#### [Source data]
***
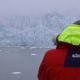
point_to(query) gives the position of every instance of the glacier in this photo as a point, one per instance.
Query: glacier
(38, 31)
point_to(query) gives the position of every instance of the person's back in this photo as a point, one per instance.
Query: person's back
(62, 63)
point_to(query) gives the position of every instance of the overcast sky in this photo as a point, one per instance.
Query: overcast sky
(24, 7)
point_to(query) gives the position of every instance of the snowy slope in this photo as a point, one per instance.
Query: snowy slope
(33, 31)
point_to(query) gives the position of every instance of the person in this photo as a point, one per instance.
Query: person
(63, 63)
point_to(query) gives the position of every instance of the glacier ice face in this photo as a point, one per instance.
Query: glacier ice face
(33, 31)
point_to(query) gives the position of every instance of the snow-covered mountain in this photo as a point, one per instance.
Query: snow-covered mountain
(33, 31)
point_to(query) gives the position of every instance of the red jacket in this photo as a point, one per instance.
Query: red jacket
(54, 65)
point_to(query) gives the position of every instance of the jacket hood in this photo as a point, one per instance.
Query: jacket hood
(70, 35)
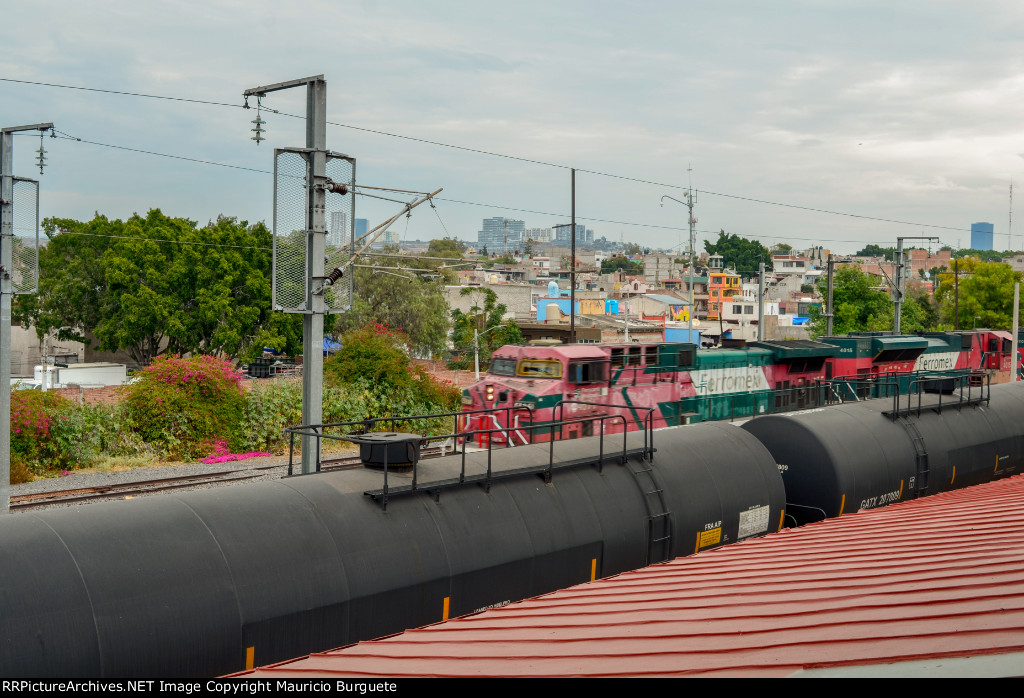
***
#### [BRIEF]
Look through the records and gather each line with the word "every".

#### [OUTPUT BELOW]
point_to(query) gives the position of every instance of the glacier in this photo as a point, one per instance.
point_to(query) gives the position of every instance of the person's back in this photo as a point, one per instance.
point_to(query) gives the position of every instance of the overcast sky in this photo as a point, one per instance.
point_to(query) gives the position of every instance of the snowy slope in this photo as a point, one per instance.
point_to(query) gives the position of every instance of the person in this photo as a point, one per instance.
point_to(query) gives the position of every instance of the glacier ice face in this photo as a point, one per instance.
point_to(query) gives the position of every instance of the snow-covered mountain in this photo as a point, one per instance.
point_to(query) gives the position of every instance of the red jacket in this photo as a point, one per instance.
point_to(query) gives the position of every instance of the jacket hood in this photo as a point, one per instance.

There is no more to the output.